ACTIVITY. Set down all of the data exactly as it appears.
--- DATA PROVIDED ---
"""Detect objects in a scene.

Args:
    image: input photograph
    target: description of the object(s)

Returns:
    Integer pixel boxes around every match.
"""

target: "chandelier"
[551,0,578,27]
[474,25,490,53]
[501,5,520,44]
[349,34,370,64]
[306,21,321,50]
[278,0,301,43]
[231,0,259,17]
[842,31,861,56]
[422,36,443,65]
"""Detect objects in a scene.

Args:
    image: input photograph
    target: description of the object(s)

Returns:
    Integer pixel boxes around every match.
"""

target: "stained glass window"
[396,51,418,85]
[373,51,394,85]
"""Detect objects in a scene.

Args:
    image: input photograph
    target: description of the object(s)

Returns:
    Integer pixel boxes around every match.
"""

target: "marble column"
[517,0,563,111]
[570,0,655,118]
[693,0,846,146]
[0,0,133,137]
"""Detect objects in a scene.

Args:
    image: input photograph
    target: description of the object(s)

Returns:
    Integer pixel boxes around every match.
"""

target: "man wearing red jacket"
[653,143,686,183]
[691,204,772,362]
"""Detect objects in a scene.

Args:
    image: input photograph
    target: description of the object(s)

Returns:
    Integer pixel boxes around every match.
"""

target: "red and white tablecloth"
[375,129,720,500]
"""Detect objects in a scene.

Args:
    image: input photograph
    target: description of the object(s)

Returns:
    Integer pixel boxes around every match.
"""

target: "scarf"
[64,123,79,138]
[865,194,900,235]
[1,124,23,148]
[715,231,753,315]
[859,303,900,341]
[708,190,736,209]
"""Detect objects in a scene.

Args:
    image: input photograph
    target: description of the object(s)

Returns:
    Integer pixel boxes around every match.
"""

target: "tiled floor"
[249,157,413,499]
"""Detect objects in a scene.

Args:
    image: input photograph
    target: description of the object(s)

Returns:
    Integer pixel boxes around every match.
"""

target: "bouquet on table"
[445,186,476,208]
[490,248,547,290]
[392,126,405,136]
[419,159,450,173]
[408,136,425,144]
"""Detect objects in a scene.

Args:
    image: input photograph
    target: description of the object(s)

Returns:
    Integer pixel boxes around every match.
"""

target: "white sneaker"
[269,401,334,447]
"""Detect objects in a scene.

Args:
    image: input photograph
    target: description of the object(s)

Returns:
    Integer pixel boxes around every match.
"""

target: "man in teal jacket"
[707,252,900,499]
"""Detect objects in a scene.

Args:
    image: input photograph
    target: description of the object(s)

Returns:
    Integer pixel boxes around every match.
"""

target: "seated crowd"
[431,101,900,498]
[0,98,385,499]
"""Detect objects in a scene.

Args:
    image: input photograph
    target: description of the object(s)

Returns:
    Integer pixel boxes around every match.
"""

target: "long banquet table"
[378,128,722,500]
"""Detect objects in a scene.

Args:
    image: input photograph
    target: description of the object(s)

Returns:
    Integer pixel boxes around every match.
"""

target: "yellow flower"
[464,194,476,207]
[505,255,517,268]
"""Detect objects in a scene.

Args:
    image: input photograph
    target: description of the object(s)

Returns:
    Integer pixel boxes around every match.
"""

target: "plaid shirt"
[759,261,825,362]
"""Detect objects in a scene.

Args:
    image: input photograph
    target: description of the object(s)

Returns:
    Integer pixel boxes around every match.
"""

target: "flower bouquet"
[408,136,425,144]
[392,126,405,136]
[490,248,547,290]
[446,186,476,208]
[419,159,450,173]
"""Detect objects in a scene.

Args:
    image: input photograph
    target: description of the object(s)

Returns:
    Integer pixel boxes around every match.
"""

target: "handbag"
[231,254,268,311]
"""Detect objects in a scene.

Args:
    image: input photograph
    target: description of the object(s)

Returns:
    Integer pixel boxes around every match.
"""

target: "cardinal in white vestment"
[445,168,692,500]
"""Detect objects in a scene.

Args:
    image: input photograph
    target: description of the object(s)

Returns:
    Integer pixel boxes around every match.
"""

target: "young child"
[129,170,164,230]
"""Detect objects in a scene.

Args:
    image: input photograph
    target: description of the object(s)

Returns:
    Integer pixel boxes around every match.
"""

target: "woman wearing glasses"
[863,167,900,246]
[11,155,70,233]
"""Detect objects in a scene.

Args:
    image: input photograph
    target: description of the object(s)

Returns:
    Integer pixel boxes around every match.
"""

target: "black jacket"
---
RESPONSE AREA.
"""Detect objects in a scene.

Args:
    image: input photograph
    target: description of the object(s)

Returns:
    Integer pixel boxes around every match.
"""

target: "chandelier"
[551,0,578,27]
[474,25,490,53]
[501,5,520,44]
[349,34,370,64]
[306,21,321,50]
[278,0,301,43]
[231,0,259,17]
[842,31,861,56]
[422,36,443,65]
"""Detect objects in a scene.

Args:
    image: input photograph
    target: description of the object(s)

Returns:
    Integer pixel boxes around every match.
"""

target: "stained glass window"
[396,51,418,85]
[373,51,394,85]
"""Detect objects in a scene.

Args:
    image: input photograph
    target: description of the object(s)

Returns:
    Integer pixel boxes around every match.
"""

target: "marble column"
[517,0,563,111]
[570,0,655,118]
[693,0,846,146]
[0,0,133,137]
"""Detect objects in a scene.

Args:
    image: input photograph
    target: description of the object(s)

Returns:
    Integer pixel boxes around every match.
"""

target: "man wearing red jacket"
[653,143,686,183]
[691,204,772,362]
"""Detect objects in a scene.

Args:
    image: input photograph
    target: description of the object(s)

Returns:
    Integer pixel boxes around every match.
"""

target: "red and white tablecloth"
[375,129,720,500]
"""Detect objects in a scene.

Args:
    image: input photograph
    target: description of the object(s)

Returns:
    Integer pixel boxes around every match.
"""

target: "scarf"
[64,123,79,138]
[865,194,900,235]
[1,124,23,148]
[715,231,753,315]
[859,303,900,341]
[708,190,736,209]
"""Detect objects in a scene.

Args:
    image: input photograph
    target: description of the object(s)

Returns:
    Integer pixel boxes around every match.
"""

target: "tiled floor"
[249,157,413,499]
"""Detect objects in a scene.

Args:
    image: input photograph
    target: description of the object(s)

Returns:
    Integer pixel boxes around every match.
"""

target: "bouquet on table"
[445,186,476,208]
[490,248,547,290]
[392,126,405,136]
[419,159,450,173]
[408,136,425,144]
"""Detect objects in a scene.

Args:
    image: input photograph
    target: description of the object(s)

Returns:
    Integer pixel boxes around every match.
"""

target: "white sneaker"
[269,401,334,447]
"""Detect objects in a scene.

Args:
    image: input photograph
    target: description of the object(s)

Returns:
    Integer pixel boxes around every match.
"""

target: "man in teal jacket"
[707,252,900,499]
"""Detect objects in a scene.

Args:
    image: input photograph
    target: description of the object(s)

Returns:
    Integer pixel boxes around every match.
"""

target: "seated crowd"
[431,101,900,498]
[0,98,385,499]
"""Detect objects in a scene.

Args:
    image: input photograph
    target: description of the object(s)

Returns:
    Integer pixel boxes around every match.
"""

target: "long banquet table"
[378,128,722,500]
"""Detect objects in a scene.

Args:
    image: input photograph
    target: description of the object(s)

Returns:
    Integer pixel boxes around every match.
"""

target: "yellow flower"
[464,194,476,207]
[505,255,517,268]
"""Detect objects in a scene.

Args:
    image: input photograph
    target: description of the object(s)

Returns:
    Integer pixel boxes around every match.
"""

target: "plaid shirt"
[759,261,825,362]
"""Detect objects in a scene.

Args:
    image: input photograph
    target: description of the object(s)

Returns:
    Integer pixel boxes around every match.
"""

target: "flower bouquet"
[408,136,425,144]
[392,126,405,136]
[490,248,547,290]
[446,186,476,208]
[419,159,450,173]
"""Detect objects in a scene.

Args:
    image: input photograph
    target: description of the object(s)

Returns:
    Integer pixel boxes around every match.
"""

target: "handbag"
[231,254,268,311]
"""Detect objects in a scene.

Args:
    image: input photograph
    target: description of the object(s)

Returns:
    Integer pixel boxes around every match.
"""

target: "cardinal in white vestment"
[445,168,692,500]
"""Detect objects in a scene.

Args:
    image: input photograph
    target: description of the object(s)

Returns:
    Integer pixel boxes around every match.
"""

target: "young child"
[129,170,164,230]
"""Detect objects in a scene.

Args:
    image: input photograph
    target: description of the object(s)

Returns:
    Integer pixel boxes around every match.
"""

target: "woman wearing glasses"
[863,167,900,246]
[11,155,70,233]
"""Detect objects in a scene.

Args:
    image: input photograph
    target: description of the object(s)

Returns:
    Integer pixel boxes around every match.
"""

target: "black jacket"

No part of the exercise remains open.